**ПРОВЕРЬТЕ ПОНИМАНИЕ**
#1 Перескажите, пожалуйста, короче абзац фрагмента о книге Швейцера, начинающийся словами «Особенно обращает на себя внимание», сохранив его основные факты.
#2 Допишите фрагмент о книге Швейцера, продолжив его после последнего приведенного предложения.

**ИСХОДНЫЙ ТЕКСТ**
= = =

В книге «Между водой и девственным лесом» повествование льется свободно и непринужденно. Помимо всех прочих достоинств Швейцер оказался еще великолепным рассказчиком. Его язык, испытавший на себе влияние литературы XIX века, выразителен и ритмичен, полон взволнованного пафоса и свидетельствует об оригинальности Швейцера-рассказчика.

Особенно обращает на себя внимание изобилие образных сравнений, когда Швейцеру необходимо описать какую-нибудь ситуацию или факт, и юмор, который он сохранил до самого конца жизни. Мешает в этой книге лишь одно: Швейцер пользуется выражениями, бывшими в ходу в колониях, и перенял он их без каких-либо оговорок. Тон, в котором он пишет о колониализме, отнюдь не агрессивен, скорее мягок, но непримирим. Если учесть, что Швейцер собирался продолжать свое дело в колониальной Африке, будучи эльзасцем, признающим родным языком немецкий, но обладающим французским паспортом, то можно лишь предположить, что причиной этой удивительной сдержанности была попросту осторожность.

= = =

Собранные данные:
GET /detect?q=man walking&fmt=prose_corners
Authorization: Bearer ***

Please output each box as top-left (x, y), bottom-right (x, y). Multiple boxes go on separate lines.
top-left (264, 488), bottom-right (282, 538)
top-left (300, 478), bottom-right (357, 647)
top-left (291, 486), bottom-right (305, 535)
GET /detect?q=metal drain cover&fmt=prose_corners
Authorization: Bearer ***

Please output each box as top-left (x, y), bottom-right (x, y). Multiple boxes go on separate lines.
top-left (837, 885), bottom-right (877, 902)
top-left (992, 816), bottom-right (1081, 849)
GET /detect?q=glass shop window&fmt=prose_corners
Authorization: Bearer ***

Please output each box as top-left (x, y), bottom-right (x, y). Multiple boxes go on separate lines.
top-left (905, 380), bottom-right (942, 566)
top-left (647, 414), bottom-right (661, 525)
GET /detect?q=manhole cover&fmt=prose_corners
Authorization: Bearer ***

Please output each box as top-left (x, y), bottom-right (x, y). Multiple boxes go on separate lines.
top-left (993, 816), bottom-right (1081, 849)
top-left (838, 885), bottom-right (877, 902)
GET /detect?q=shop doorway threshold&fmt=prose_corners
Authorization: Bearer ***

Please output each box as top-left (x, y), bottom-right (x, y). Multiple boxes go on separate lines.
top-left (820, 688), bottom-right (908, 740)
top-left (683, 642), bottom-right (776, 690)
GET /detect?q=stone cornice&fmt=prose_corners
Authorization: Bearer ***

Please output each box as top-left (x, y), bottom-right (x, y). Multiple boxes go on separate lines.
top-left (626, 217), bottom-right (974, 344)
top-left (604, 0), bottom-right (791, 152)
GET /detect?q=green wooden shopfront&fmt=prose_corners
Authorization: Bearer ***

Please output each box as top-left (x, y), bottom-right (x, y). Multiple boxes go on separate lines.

= = =

**ОЖИДАЕМЫЕ ОТВЕТЫ**
#1 Швейцер щедро пользуется образными сравнениями и сохраняет юмор, не покидавший его до конца жизни. Недостаток книги в том, что он без оговорок перенял выражения, бытовавшие в колониях. О колониализме он пишет мягко, но непримиримо. Такую сдержанность можно объяснить осторожностью: эльзасец с родным немецким языком и французским паспортом, он собирался продолжать свое дело в колониальной Африке.

#2
Шведское издательство торопилось с изданием книги. Баронесса Грета Лагерфельт перевела ее на шведский язык, и в 1921 году она вышла в свет большим тиражом. В том же году книга была опубликована и на немецком языке, сначала в Швейцарии, в бернском издательстве Пауля Хаупта, затем в Германии, в издательстве Бека в Мюнхене. Вскоре книгу издали на английском, а затем она вышла во Франции, Голландии, Дании и Финляндии. Другие страны также пожелали издать ее у себя. Словом, книга была переведена на все основные языки мира.

Книга об Африке принесла Швейцеру больше доходов, чем все его ранее опубликованные религиозно-философские или же теоретические сочинения по музыке, вместе взятые. Лекции и концерты, с которыми он выступал в Швеции, тоже принесли ему значительный доход. Он подумал: а не попробовать ли ему делать то же самое у себя на родине? Однако ежедневная работа в больнице и в церкви св. Николая сковывала его возможности. Не было здесь в отличие от Уппсалы и архиепископа, раздававшего повсюду благожелательные рекомендации. И лекции, и органные концерты Швейцеру пришлось бы организовывать самому. Однако вскоре нашелся человек, который стал успешно помогать ему в этом деле.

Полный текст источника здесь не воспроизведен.